WHAT YOU NEED TO DO – Count the lines of the material below that contain the string "woman", matching case exactly, and give only the number.

═════ DATASET CONTENT ═════

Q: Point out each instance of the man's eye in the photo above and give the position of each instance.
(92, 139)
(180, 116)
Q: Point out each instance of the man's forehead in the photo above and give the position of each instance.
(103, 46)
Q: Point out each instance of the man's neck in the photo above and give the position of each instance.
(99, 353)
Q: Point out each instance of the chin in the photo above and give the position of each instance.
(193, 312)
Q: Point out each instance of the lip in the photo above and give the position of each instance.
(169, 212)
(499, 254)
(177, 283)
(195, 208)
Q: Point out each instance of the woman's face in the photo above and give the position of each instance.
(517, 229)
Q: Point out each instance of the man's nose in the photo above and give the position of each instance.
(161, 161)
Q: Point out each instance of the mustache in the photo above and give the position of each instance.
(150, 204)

═════
═════ DATASET CONTENT ═════

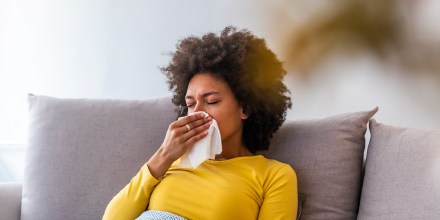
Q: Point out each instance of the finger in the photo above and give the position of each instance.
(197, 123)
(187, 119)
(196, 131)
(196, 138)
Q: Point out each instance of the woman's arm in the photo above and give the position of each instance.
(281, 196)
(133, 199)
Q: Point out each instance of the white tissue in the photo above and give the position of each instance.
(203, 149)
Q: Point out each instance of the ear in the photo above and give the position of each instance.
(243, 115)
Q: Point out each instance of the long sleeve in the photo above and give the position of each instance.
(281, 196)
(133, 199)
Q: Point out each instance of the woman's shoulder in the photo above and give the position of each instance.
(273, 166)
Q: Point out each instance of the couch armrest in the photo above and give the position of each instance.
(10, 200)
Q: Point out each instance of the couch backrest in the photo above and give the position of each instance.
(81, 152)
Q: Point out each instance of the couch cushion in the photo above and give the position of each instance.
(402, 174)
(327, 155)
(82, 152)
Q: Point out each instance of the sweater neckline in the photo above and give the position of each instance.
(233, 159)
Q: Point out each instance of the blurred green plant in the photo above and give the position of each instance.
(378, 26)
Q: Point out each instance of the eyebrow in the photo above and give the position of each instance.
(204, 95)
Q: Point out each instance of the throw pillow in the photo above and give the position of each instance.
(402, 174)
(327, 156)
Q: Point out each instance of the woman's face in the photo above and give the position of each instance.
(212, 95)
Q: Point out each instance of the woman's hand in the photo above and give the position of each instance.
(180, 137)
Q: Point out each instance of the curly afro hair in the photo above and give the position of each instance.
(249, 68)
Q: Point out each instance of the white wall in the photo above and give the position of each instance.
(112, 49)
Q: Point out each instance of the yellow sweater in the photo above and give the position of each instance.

═════

EXPECTED OUTPUT – 5